PROBLEM STATEMENT:
Look through the listing for the word "staircase". Copy each line that has it.

DATASET RECORDS:
┄┄┄┄┄┄┄┄┄┄

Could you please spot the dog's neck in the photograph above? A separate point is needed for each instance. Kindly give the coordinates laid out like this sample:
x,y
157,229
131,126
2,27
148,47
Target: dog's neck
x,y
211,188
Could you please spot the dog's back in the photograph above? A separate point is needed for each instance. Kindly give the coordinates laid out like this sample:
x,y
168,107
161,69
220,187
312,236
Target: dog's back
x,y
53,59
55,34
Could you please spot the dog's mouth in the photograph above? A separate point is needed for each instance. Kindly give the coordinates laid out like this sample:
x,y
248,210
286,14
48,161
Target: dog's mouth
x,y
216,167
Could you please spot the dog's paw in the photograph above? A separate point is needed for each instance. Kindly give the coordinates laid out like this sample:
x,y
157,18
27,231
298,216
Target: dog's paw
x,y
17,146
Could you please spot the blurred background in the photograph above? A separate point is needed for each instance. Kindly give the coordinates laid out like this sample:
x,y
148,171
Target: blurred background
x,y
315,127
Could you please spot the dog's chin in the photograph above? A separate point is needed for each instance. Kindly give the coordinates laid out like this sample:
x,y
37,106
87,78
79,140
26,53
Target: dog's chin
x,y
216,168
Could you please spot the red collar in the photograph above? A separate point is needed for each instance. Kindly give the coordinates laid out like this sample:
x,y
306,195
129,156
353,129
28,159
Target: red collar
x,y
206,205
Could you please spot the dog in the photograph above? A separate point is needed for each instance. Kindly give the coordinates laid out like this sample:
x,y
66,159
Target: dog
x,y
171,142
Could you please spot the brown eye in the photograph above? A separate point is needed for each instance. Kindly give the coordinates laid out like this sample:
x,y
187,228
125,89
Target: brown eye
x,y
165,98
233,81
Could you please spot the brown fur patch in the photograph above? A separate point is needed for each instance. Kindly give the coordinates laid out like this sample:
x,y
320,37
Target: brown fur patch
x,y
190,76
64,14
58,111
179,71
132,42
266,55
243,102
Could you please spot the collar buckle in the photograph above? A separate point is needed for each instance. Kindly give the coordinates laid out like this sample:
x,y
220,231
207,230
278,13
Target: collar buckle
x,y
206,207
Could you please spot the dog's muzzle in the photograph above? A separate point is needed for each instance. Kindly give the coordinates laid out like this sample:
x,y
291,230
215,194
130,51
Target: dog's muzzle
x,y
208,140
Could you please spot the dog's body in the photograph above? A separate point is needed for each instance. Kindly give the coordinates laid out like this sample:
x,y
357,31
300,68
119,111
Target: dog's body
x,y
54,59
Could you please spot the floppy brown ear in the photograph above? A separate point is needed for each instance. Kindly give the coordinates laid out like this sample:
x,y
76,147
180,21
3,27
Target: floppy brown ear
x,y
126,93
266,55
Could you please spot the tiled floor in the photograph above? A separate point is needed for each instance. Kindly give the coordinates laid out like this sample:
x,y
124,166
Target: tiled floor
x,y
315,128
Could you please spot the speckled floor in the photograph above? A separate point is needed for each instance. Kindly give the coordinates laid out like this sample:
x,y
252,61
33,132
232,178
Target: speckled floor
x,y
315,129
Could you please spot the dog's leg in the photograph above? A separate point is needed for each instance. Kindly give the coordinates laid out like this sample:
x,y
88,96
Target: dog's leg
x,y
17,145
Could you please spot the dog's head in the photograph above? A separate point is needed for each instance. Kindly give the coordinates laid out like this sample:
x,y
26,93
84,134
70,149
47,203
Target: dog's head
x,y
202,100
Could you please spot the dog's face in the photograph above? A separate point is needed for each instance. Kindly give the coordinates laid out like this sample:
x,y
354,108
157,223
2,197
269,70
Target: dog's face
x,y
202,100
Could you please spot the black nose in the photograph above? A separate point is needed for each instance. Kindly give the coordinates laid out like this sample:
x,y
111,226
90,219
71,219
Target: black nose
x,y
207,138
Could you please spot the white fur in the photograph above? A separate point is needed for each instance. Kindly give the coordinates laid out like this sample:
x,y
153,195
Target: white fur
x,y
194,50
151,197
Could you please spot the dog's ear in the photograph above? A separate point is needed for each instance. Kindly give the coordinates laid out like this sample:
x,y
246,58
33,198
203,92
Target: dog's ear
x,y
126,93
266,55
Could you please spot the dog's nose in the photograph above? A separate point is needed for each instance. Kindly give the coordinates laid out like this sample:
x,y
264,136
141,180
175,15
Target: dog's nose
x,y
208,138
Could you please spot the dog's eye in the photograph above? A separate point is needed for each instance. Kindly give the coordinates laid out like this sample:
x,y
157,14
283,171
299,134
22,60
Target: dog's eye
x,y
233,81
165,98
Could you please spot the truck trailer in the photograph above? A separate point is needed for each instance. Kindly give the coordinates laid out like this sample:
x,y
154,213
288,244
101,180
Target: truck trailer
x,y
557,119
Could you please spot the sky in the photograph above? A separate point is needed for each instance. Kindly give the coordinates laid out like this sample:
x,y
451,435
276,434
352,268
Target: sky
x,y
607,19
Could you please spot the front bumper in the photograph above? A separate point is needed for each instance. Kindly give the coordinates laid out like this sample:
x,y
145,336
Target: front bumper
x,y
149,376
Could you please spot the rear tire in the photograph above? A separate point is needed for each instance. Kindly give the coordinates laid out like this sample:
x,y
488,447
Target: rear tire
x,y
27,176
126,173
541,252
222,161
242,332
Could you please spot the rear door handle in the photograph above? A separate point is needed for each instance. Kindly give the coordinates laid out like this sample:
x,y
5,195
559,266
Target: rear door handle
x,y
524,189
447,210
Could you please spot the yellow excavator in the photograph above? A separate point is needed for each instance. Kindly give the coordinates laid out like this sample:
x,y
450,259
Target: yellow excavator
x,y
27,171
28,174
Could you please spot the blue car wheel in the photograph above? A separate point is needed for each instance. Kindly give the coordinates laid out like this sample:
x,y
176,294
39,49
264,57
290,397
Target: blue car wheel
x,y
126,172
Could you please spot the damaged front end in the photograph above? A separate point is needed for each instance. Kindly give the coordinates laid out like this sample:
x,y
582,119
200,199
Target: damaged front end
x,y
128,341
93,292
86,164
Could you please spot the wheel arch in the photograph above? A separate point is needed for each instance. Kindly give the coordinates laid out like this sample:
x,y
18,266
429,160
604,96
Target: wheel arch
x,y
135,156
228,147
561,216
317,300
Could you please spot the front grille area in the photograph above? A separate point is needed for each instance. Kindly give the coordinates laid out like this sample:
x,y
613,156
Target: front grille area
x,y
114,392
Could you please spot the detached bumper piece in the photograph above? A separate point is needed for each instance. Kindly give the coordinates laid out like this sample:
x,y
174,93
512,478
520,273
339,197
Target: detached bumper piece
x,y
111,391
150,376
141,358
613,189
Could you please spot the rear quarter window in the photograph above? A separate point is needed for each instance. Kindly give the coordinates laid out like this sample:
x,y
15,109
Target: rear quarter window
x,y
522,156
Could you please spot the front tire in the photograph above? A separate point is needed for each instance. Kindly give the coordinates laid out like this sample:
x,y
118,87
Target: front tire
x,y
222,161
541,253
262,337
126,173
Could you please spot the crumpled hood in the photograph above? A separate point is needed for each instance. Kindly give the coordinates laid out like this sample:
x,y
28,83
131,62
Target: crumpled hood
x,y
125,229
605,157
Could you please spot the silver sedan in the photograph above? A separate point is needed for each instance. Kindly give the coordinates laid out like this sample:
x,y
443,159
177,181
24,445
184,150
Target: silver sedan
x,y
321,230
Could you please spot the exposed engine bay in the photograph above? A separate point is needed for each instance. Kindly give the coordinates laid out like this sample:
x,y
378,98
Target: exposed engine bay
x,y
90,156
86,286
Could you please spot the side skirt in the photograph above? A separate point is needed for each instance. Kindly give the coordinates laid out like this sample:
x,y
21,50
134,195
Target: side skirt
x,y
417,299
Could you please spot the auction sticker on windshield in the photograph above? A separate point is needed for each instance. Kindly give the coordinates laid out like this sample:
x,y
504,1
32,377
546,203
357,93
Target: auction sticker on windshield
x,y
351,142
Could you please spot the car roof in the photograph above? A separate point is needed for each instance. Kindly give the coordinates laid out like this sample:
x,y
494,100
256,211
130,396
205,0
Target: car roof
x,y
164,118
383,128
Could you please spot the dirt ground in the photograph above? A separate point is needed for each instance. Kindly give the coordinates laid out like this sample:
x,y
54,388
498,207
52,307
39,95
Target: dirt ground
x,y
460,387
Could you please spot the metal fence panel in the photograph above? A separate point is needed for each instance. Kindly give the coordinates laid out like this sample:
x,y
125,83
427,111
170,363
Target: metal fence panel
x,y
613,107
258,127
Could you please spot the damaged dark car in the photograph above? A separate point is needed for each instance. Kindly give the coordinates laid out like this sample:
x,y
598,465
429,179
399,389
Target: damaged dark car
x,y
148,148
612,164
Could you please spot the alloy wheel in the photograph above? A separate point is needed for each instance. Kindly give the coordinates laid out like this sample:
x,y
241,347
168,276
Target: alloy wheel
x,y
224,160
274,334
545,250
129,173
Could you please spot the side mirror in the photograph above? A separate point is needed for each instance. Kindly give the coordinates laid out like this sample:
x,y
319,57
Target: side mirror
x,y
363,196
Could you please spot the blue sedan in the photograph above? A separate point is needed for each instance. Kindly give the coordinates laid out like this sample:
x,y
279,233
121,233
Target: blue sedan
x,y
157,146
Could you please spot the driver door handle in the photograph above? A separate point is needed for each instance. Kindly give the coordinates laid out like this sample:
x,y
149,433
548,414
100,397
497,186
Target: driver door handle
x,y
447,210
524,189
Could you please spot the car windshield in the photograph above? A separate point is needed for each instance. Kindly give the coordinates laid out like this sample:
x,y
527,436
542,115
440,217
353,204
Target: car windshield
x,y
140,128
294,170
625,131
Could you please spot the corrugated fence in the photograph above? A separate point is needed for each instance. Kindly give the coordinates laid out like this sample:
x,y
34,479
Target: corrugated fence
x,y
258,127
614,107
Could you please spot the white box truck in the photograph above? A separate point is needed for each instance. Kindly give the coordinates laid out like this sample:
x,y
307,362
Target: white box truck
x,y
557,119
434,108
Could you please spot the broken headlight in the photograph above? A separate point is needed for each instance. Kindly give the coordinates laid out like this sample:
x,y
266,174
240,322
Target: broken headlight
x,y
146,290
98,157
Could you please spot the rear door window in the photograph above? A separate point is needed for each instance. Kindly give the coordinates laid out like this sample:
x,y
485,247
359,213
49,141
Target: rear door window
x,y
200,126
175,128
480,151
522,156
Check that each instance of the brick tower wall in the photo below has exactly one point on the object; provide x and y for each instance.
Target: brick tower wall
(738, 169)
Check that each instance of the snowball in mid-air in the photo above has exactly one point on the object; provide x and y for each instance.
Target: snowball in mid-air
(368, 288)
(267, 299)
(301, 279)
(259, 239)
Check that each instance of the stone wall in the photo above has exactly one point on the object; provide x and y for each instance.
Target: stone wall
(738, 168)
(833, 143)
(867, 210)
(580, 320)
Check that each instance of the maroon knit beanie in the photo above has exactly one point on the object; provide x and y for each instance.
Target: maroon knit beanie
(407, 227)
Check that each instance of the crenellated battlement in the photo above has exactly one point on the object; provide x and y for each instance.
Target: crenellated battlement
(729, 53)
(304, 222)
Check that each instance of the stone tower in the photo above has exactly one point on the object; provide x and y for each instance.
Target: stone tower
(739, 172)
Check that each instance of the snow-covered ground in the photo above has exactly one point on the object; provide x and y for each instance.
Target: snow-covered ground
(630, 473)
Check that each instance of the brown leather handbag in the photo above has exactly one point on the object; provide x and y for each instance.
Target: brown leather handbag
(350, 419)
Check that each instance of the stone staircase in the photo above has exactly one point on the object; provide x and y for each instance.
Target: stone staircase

┄┄┄┄┄┄┄┄┄┄

SOLUTION TO THE EXERCISE:
Check that each instance of the stone staircase in the photo above has exactly one point on the object; provide x and y for each instance.
Target: stone staircase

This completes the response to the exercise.